- _Exercise A_
In the calcium chloride price thread, what per-ton price does one poster estimate?
- _Exercise B_
List every distinct username that posts in the calcium chloride price thread.
- _Exercise C_
Pick up the calcium chloride price thread after its final line and write what comes next.

- _Passage shown_
# Bulk Calcium Chloride prices in Chicago



## JSC Inc (Aug 31, 2010)

I have a estimate that I need to send out for a large parking garage and they want to have us quote granular "concrete safe" de-icers. We are a big liquid company and that is what we would like to use but they also want a price on granular products. Who in the NW Chicago burbs sells bulk concrete friendly products and what are people paying?

Thanks


----------



## Kubota 8540 (Sep 25, 2009)

This would be 1 pricey load. Approx $500 per ton or $11,500 per semi load.? OUCH !


----------



## Westhardt Corp. (Dec 13, 2009)

You can't get CC in bulk. It's too hygroscopic, and will end up one big block of expensive. You might consider a treated product, as the higher end ones tend to be less corrosive and OK for decks.


----------



## Kubota 8540 (Sep 25, 2009)

Westhardt Corp.;1291021 said:


> You can't get CC in bulk. It's too hygroscopic, and will end up one big block of expensive. You might consider a treated product, as the higher end ones tend to be less corrosive and OK for decks.

- _Dataset entries_

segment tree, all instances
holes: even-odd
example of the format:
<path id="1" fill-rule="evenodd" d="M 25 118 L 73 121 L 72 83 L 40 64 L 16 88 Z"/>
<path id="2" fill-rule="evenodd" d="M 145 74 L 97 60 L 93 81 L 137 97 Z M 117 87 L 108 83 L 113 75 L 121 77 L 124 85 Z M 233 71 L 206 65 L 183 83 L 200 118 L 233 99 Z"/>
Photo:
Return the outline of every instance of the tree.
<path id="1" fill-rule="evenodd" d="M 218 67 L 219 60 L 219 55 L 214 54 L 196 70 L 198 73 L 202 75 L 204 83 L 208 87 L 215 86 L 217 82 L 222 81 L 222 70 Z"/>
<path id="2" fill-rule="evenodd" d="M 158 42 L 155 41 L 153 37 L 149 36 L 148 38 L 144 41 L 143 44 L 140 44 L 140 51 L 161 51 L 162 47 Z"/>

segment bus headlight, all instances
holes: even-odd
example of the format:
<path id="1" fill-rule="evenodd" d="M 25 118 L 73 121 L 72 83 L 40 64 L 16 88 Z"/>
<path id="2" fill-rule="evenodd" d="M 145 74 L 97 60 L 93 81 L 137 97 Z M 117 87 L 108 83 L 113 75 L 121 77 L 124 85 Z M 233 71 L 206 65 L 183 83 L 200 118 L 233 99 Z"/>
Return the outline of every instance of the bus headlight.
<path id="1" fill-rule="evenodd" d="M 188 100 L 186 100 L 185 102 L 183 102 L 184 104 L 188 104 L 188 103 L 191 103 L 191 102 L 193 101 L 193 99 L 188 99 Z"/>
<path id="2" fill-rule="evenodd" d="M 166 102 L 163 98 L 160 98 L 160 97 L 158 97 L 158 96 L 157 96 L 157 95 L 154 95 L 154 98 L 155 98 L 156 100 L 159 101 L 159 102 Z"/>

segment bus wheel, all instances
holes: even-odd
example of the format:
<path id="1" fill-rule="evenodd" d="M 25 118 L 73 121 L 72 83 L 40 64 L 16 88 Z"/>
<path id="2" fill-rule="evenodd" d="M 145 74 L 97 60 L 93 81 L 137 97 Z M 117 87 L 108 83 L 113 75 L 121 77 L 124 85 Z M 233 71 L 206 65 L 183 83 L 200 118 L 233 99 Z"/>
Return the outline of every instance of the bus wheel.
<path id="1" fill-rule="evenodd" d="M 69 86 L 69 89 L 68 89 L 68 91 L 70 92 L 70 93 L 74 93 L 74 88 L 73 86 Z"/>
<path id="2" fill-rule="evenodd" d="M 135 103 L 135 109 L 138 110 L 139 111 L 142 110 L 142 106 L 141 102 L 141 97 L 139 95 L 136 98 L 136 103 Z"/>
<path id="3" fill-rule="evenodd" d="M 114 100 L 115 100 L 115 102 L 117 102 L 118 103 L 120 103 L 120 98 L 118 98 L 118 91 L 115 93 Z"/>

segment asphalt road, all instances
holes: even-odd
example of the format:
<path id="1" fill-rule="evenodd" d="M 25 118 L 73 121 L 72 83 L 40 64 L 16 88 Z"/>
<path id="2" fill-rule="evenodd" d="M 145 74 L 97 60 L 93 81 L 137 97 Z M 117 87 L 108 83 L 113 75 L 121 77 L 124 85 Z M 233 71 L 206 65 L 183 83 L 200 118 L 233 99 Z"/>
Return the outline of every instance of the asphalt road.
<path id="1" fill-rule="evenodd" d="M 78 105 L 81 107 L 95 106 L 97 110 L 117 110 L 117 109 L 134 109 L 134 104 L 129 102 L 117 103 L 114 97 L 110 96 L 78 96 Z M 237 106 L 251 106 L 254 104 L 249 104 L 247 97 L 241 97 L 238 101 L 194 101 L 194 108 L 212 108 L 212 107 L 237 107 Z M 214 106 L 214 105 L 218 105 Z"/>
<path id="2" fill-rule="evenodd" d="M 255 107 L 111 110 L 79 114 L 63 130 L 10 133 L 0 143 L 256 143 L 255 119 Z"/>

- _Exercise answer A_
Approximately $500 per ton.

- _Exercise answer B_
JSC Inc, Kubota 8540, Westhardt Corp.

- _Exercise answer C_
Didn't even get that far to think about it being hygroscopic. The PRICE gave me brain numbness. :laughing:


----------



## Westhardt Corp. (Dec 13, 2009)

True, but I've seen 100% CC properties before...talk about spending money on your snow removal...


----------



## Kubota 8540 (Sep 25, 2009)

So you wouldn't load it on Monday and keep it on until Saturday morning?


----------



## Westhardt Corp. (Dec 13, 2009)

Um..._sure_?


----------



## Kubota 8540 (Sep 25, 2009)

Brave man letting it set for 5 days and then trying to dump it. Price of a load of bags still gets me thinking. 40,000 pounds at .25 per pound..... ouch. Guess that's why I use salt on concrete.


----------



## Westhardt Corp. (Dec 13, 2009)

You need to update to the most recent version of "Sarcasm Detector".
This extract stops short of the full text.